(Position identification records)
__________________________________________________

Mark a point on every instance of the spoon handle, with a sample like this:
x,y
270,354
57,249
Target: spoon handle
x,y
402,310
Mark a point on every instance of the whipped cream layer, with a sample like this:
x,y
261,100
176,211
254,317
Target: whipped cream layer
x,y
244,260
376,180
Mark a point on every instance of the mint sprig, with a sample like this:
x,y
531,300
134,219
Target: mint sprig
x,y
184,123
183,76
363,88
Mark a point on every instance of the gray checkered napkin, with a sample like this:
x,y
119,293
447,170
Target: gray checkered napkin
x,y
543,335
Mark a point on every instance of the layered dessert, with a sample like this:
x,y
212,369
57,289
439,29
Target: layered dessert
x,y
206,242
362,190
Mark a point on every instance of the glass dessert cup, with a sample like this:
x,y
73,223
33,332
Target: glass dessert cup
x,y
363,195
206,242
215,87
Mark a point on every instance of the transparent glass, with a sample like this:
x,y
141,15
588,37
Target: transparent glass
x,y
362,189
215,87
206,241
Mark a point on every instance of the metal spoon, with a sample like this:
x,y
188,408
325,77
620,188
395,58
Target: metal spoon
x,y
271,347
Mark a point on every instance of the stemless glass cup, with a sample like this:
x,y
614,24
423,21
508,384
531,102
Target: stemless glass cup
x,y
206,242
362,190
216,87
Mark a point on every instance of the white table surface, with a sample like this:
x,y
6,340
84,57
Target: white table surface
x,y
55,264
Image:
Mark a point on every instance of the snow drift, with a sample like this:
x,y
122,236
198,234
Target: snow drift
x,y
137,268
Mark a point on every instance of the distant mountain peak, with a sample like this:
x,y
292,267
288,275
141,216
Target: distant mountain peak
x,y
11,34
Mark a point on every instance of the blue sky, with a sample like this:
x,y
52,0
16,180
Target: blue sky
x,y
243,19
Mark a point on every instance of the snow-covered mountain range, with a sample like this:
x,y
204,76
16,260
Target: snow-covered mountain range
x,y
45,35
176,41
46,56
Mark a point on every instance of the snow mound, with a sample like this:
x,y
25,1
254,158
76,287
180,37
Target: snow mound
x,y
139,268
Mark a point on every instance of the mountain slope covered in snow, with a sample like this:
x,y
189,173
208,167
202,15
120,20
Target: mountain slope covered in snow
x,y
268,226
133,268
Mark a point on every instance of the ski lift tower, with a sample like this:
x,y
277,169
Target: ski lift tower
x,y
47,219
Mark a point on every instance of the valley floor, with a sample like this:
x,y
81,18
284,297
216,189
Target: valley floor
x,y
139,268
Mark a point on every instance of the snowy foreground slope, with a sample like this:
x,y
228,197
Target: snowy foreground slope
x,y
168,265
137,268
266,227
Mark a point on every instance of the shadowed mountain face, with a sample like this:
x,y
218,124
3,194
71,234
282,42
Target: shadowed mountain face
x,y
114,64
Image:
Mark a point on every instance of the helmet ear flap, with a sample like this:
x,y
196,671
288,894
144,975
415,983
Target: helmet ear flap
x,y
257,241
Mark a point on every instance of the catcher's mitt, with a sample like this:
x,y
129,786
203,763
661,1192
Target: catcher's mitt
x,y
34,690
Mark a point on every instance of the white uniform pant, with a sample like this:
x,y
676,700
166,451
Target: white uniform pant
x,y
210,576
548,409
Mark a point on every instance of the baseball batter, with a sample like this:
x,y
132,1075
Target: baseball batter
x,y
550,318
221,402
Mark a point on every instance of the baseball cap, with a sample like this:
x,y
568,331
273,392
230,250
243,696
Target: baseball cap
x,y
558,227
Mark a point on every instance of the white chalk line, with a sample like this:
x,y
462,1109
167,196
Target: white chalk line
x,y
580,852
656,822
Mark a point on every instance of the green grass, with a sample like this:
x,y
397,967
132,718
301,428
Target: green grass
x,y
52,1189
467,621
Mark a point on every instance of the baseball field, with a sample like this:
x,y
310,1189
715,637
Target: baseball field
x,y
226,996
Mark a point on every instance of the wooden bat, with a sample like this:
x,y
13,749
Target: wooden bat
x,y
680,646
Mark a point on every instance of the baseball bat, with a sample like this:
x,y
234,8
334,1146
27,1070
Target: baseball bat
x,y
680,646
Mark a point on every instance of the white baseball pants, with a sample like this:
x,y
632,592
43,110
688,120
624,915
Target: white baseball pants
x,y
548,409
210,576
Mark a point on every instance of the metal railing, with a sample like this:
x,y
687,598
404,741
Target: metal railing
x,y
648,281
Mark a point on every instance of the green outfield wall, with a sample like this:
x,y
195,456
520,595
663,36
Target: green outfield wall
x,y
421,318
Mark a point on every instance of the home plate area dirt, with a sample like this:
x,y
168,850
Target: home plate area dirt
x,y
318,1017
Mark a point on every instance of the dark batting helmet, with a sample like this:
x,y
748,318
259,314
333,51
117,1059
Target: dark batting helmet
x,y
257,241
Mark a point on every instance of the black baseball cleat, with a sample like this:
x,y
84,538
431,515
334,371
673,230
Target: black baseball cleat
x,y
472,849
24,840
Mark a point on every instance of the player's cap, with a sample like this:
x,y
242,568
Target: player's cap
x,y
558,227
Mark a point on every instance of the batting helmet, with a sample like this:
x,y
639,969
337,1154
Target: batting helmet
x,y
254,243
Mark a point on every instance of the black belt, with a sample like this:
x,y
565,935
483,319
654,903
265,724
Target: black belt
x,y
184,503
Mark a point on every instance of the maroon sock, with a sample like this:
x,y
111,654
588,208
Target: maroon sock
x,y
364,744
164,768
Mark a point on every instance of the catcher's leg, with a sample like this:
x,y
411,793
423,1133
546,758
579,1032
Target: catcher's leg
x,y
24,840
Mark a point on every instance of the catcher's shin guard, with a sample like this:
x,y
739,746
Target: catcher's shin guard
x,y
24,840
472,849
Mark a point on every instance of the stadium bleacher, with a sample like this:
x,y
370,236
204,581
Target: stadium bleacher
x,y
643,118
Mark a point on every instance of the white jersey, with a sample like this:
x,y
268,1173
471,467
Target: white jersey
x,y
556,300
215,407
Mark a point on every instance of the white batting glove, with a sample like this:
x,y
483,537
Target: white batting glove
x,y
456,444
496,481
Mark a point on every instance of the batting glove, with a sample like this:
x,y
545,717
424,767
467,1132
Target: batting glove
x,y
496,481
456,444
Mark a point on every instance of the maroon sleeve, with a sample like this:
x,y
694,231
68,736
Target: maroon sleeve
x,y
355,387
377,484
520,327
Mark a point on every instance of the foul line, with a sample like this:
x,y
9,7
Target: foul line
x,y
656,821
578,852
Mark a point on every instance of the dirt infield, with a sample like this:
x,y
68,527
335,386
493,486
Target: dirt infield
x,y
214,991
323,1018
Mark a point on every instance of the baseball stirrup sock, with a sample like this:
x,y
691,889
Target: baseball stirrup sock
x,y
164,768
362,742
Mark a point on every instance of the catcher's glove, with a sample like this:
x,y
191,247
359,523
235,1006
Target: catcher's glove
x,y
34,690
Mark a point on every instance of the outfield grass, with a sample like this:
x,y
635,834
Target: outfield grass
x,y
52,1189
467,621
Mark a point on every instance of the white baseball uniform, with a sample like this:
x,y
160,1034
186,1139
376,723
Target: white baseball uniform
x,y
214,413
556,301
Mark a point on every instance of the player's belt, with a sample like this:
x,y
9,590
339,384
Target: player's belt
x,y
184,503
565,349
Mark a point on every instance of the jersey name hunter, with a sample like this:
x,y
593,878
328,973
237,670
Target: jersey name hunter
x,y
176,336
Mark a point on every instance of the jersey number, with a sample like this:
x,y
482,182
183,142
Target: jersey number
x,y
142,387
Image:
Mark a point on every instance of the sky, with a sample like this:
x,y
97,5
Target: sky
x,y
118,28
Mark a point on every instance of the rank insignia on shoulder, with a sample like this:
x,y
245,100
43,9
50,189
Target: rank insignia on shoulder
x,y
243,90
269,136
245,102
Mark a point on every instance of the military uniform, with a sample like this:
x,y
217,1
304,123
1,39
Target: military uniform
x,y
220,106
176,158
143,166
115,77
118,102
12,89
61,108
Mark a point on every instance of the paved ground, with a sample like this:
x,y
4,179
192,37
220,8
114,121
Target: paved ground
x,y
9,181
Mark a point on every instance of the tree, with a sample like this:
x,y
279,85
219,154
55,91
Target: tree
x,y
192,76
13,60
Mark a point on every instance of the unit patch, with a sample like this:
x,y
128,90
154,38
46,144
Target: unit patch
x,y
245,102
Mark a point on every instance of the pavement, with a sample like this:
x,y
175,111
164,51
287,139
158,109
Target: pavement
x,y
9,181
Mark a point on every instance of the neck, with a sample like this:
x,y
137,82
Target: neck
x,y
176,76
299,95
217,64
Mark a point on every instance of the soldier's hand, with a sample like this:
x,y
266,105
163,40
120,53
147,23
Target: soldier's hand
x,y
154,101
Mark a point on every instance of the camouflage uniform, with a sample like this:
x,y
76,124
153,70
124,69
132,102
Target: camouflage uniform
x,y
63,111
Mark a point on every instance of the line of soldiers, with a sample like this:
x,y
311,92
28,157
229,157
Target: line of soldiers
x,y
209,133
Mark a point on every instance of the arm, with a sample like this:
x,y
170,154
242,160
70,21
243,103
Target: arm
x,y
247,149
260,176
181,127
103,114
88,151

__________________________________________________

Set problem:
With the line containing "Mark a point on every instance of the jersey name" as the first and the last line of the records as the final one, print exactly the lines in that span.

Full solution:
Mark a point on every instance of the jersey name hunter, with a sample like this:
x,y
593,878
328,973
237,670
Target: jersey name hunter
x,y
176,336
Mark a point on every instance of the jersey number, with a sample like this:
x,y
482,182
183,142
Target: jersey number
x,y
142,387
Image:
Mark a point on every instance of the sky, with a sample like this:
x,y
97,5
Target: sky
x,y
118,28
Mark a point on every instance of the rank insignia on shoulder, with a sample like this:
x,y
245,100
43,9
50,189
Target: rank insignia on shoulder
x,y
243,90
269,136
245,102
Mark a point on every instance of the military uniform, with a sample like this:
x,y
217,1
304,123
1,39
Target: military uniform
x,y
220,106
176,158
143,166
115,77
118,102
12,89
61,108
Mark a point on every instance of the paved ground, with a sample like this:
x,y
4,179
192,37
220,8
114,121
Target: paved ground
x,y
9,181
Mark a point on every instance of the tree, with a sample like this:
x,y
279,85
219,154
55,91
Target: tree
x,y
192,76
13,60
Mark a point on every instance of the unit patch, with a sample like this:
x,y
128,90
154,38
46,144
Target: unit patch
x,y
245,102
Mark a point on every instance of the pavement, with a sample like this:
x,y
175,111
164,51
287,139
158,109
Target: pavement
x,y
9,181
Mark a point on every instance of the neck, with a sample like this:
x,y
137,82
Target: neck
x,y
176,76
299,95
217,64
Mark a point on every instance of the soldier's hand, with a sample like this:
x,y
266,105
163,40
120,53
147,23
Target: soldier's hand
x,y
154,101
Mark a point on every instance of the camouflage uniform, with a sample like this:
x,y
76,124
153,70
124,69
132,102
Target: camouflage uniform
x,y
63,111
Mark a point on every instance of the line of soldiers, with a sample like this:
x,y
311,92
28,157
229,157
Target: line of soldiers
x,y
209,133
Mark a point on every instance of the arm, with a sample like this:
x,y
170,154
242,160
70,21
243,103
Target: arm
x,y
247,149
260,176
181,127
103,114
88,151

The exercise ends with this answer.